▶ _EXERCISE TASK_
Can you copy out the full passage on high-fielding in Gaelic football, word for word?

▶ _DOCUMENT TEXT_
────────────────────────────────────────
Ever since the first ball was kicked skywards, Gaels have been in unanimous agreement that there are few more majestic sights on this good earth than that of a fellow Gael filling the sky for a few heart-stopping moments, defying both the laws of gravity and, depending on the era in question, quite a few swinging fists, in order to catch a football high over head. What he did with the bloody thing afterwards was irrelevant.

In fact, pulsing with the adrenaline caused by having made the catch and the instant explosion of approval emanating from the stands, his next act might well have been to effect an ambitious and wildly ill-advised thump of the ball down field, which would instantly return possession to the other side. But that didn’t matter. The mere fact of the catch – and the general feeling of wellbeing it invoked – could change the entire mood of a match.

So you can take your fabled goal-poachers and lethal long-range specialists and exquisite playmakers – the man who could fetch a high ball exists in a realm of his own.

And they have been a distinct species, the high-fielder, from the immaculate high-fielding style of Mick O'Connell to the counter-cultural abandon with which Brian Mullins caught high balls in the smoggy skies of Dublin throughout the 1970s, to the summer sightings of Willie Joe Padden, who acted as a kind of one-man Red Arrows exhibition through many an impoverished 1980s July in the west of Ireland.
────────────────────────────────────────
▶ _DATASET RECORDS_
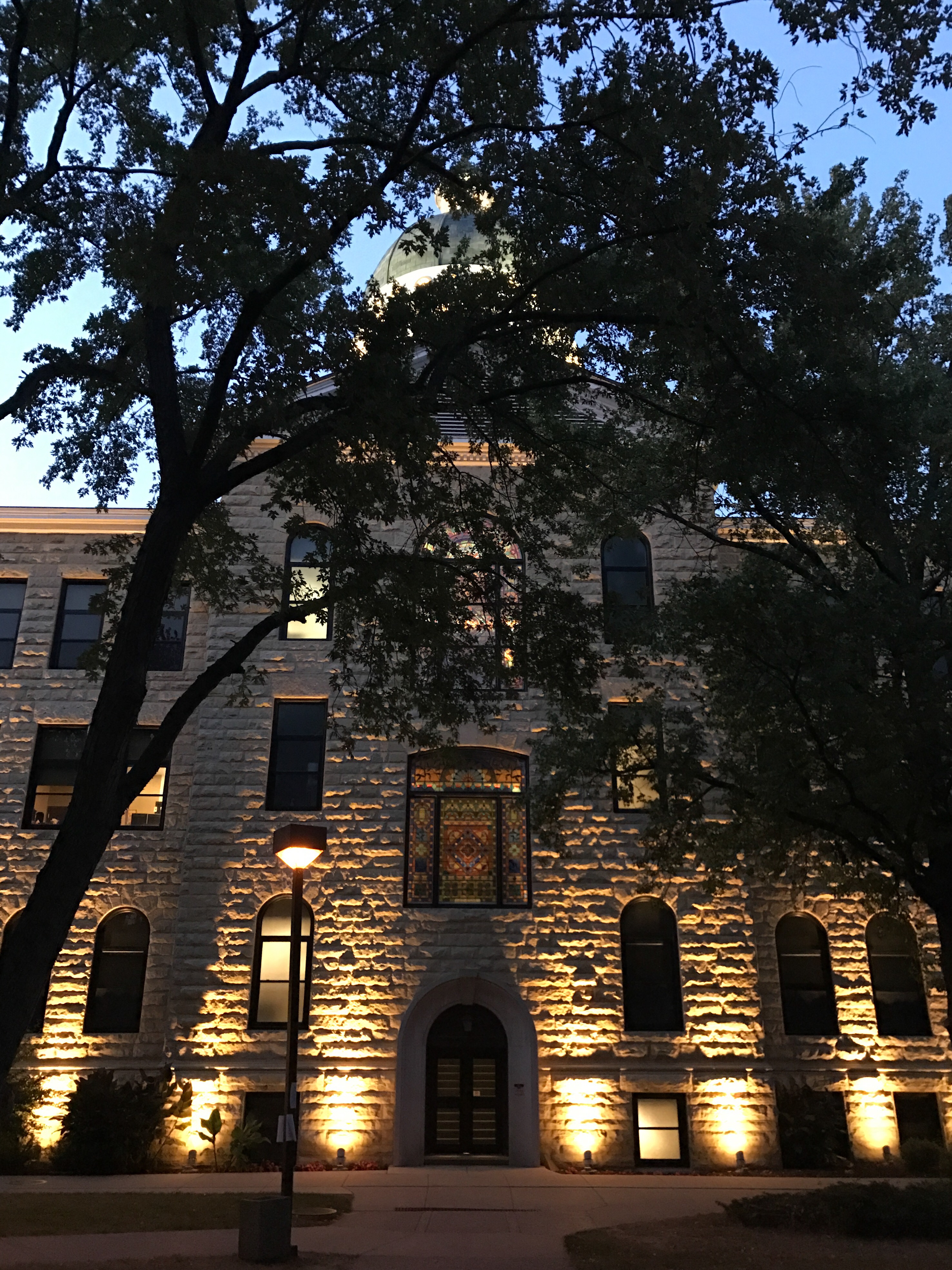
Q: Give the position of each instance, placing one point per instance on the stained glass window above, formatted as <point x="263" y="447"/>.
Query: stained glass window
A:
<point x="467" y="830"/>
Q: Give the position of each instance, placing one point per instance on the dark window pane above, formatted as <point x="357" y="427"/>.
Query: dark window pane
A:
<point x="115" y="1001"/>
<point x="807" y="978"/>
<point x="650" y="968"/>
<point x="169" y="648"/>
<point x="11" y="609"/>
<point x="918" y="1117"/>
<point x="296" y="769"/>
<point x="36" y="1024"/>
<point x="78" y="628"/>
<point x="897" y="978"/>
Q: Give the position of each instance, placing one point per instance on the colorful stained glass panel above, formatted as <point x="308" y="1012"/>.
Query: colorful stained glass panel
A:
<point x="516" y="864"/>
<point x="419" y="887"/>
<point x="467" y="851"/>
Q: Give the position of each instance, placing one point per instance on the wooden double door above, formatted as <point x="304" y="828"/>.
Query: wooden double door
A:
<point x="466" y="1085"/>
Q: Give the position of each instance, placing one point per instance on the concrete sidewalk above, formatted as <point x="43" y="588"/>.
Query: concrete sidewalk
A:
<point x="451" y="1218"/>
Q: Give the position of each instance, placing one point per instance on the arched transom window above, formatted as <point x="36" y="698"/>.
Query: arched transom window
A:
<point x="119" y="978"/>
<point x="306" y="578"/>
<point x="897" y="978"/>
<point x="467" y="838"/>
<point x="807" y="978"/>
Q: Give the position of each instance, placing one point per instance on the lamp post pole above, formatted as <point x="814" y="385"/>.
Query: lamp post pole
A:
<point x="296" y="846"/>
<point x="290" y="1152"/>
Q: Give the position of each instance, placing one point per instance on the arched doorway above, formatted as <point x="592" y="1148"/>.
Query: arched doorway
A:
<point x="502" y="999"/>
<point x="466" y="1085"/>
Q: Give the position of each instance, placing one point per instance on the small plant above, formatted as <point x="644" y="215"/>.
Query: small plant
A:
<point x="18" y="1098"/>
<point x="875" y="1211"/>
<point x="212" y="1128"/>
<point x="245" y="1140"/>
<point x="119" y="1128"/>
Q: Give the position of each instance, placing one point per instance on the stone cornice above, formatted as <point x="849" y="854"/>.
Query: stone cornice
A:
<point x="73" y="520"/>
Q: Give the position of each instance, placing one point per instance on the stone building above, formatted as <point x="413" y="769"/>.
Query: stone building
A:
<point x="467" y="994"/>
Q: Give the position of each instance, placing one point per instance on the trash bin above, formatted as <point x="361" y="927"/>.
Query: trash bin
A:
<point x="264" y="1230"/>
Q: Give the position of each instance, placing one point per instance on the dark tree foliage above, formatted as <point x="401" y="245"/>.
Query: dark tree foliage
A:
<point x="209" y="162"/>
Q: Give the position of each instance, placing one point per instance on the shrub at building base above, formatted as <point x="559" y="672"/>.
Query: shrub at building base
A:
<point x="18" y="1147"/>
<point x="113" y="1128"/>
<point x="878" y="1211"/>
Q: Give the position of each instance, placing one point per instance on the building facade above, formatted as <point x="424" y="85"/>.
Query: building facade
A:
<point x="469" y="994"/>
────────────────────────────────────────
▶ _ANSWER TO THIS EXERCISE_
Ever since the first ball was kicked skywards, Gaels have been in unanimous agreement that there are few more majestic sights on this good earth than that of a fellow Gael filling the sky for a few heart-stopping moments, defying both the laws of gravity and, depending on the era in question, quite a few swinging fists, in order to catch a football high over head. What he did with the bloody thing afterwards was irrelevant.

In fact, pulsing with the adrenaline caused by having made the catch and the instant explosion of approval emanating from the stands, his next act might well have been to effect an ambitious and wildly ill-advised thump of the ball down field, which would instantly return possession to the other side. But that didn’t matter. The mere fact of the catch – and the general feeling of wellbeing it invoked – could change the entire mood of a match.

So you can take your fabled goal-poachers and lethal long-range specialists and exquisite playmakers – the man who could fetch a high ball exists in a realm of his own.

And they have been a distinct species, the high-fielder, from the immaculate high-fielding style of Mick O'Connell to the counter-cultural abandon with which Brian Mullins caught high balls in the smoggy skies of Dublin throughout the 1970s, to the summer sightings of Willie Joe Padden, who acted as a kind of one-man Red Arrows exhibition through many an impoverished 1980s July in the west of Ireland.